◆ Görev 1 ◆
Listede "swing" dizesini içeren satırların sayısını hesapla ve yalnızca bu sayıyı yaz.

Böylece pansiyonumuz Garden Guesthouse'a ulaştık. Ev sahibimiz Shrini bizi tüm misafirperverliğiyle karşıladı. Hatta yardımcısı olan genç adam da üniformasını giymiş, bir demlik Seylan çayı ve kek hazır etmişti. Çok yorgun olduğumuzdan çaydan sonra hemen uyumak istedik ama cibinliğin içinde onlarca sivrisinek vardı. Colombo'da sıtma yapan sivrisinekler olmasa da, dengue fever hastalığına yol açanlardan bolca olduğunu bildiğimizden, odada Türkiye'den getirdiğimiz sivrisinek kovucuları kullanarak ufak çapta bir savaş yaşadık. Sonradan bu savaşı her zaman kaybetmeye mahkum olduğumuzu anlayacaktık ama ilk gecemizde henüz bu gerçeği bilmiyorduk.

Ertesi sabah kahvaltıda papaya, omlet, kızarmış ekmek, reçel ve sütlü Seylan çayı vardı. Shrini pansiyonu kızkardeşi ile birlikte işletiyor. Tam bir hanımefendi. Aynı zamanda kendileri de üst katta yaşıyorlar. Yani bir ev-pansiyon. Biz çok rahat ettik, gidecek olanlara da tavsiye edebiliriz.

Kahvaltıdan sonra Colombo'daki tek günümüzü değerlendirmek üzere evden çıktık. Kaldığımız yer şehrin yeşil, sessiz, temiz bir bölgesiydi. Hep öyle olacak sandık ama az sonra yavaş yavaş yollar kalabalıklaşmaya başladı. Trafik, duman, is, kalabalık, gürültü. Ve tabii o inanılmaz sıcak hava! Ter içinde kalmakla yetinmedik, havada uçuşan kurum her tarafımıza yapıştı, elimiz yüzümüz kapkara oldu. Victoria Park'a gitmeye çalışıyorduk, aradık aradık bulamadık. Sorduğumuz kişiler de bilmiyorlardı. Buna çok şaşırdık. Ankara'da yaşayıp da Kuğulu Park'ın nerede olduğunu bilmemek gibi birşey. İki saat kadar böyle dolaştık. Gecekondu mahallelerine girdik, çıktık. Heryer çok güvenliydi. Kimse rahatsız etmedi, tam tersine herkes dostça selam verdi, sohbet etmeye çalıştı.

◆ Liste ◆

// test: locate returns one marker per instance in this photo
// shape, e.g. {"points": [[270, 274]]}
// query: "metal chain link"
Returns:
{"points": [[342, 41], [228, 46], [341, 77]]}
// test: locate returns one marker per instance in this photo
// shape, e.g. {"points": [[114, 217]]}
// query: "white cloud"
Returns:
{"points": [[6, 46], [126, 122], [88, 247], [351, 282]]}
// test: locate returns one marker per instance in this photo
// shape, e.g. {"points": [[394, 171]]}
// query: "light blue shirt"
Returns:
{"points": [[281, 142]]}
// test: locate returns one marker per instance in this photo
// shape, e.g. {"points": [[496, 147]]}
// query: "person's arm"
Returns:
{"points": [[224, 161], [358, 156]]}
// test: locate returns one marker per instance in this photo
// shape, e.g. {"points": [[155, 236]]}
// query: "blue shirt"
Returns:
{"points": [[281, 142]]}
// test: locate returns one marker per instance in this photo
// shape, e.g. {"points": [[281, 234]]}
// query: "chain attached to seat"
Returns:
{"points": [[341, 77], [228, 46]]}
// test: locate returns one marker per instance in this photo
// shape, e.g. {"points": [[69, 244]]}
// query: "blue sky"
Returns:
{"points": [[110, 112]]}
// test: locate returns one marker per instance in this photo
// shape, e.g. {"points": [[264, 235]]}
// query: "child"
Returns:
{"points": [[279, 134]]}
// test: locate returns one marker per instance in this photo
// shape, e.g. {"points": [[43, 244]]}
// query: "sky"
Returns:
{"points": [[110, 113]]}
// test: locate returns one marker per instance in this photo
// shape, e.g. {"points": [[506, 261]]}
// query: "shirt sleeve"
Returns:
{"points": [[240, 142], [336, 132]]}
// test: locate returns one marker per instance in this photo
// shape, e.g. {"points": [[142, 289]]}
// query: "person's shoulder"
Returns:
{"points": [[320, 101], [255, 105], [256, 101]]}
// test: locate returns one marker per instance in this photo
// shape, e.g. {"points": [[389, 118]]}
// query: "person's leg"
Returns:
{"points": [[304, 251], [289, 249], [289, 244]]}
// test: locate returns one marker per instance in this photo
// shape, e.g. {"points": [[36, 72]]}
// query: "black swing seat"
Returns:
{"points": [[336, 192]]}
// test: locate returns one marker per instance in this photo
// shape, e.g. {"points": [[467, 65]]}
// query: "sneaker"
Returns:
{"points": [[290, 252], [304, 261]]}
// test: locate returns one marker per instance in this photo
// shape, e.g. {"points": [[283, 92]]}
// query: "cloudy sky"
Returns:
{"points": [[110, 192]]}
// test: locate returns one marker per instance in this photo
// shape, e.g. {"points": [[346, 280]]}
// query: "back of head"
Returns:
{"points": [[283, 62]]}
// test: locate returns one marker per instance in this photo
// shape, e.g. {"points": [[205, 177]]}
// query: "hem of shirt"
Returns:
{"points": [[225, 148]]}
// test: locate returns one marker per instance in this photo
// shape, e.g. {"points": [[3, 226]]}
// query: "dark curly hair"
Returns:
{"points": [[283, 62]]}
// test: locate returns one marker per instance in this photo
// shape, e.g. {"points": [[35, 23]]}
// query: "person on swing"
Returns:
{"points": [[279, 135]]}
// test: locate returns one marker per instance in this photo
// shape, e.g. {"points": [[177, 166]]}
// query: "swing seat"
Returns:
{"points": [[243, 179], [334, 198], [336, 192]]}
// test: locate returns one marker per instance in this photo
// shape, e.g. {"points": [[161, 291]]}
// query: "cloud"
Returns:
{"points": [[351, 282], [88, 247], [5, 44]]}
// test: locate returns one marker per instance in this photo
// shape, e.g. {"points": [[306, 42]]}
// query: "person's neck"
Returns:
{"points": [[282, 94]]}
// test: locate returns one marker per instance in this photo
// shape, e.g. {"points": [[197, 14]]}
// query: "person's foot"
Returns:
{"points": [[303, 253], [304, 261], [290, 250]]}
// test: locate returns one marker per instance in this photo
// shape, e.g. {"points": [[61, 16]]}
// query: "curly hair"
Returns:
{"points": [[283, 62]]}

◆ Görev 2 ◆
Metin bölümünde "Ertesi sabah kahvaltıda" ile başlayan ve "da tavsiye edebiliriz." ifadesini de içine alarak onunla biten kısmı birebir kopyala.

◆ Yanıt 1 ◆
3

◆ Yanıt 2 ◆
Ertesi sabah kahvaltıda papaya, omlet, kızarmış ekmek, reçel ve sütlü Seylan çayı vardı. Shrini pansiyonu kızkardeşi ile birlikte işletiyor. Tam bir hanımefendi. Aynı zamanda kendileri de üst katta yaşıyorlar. Yani bir ev-pansiyon. Biz çok rahat ettik, gidecek olanlara da tavsiye edebiliriz.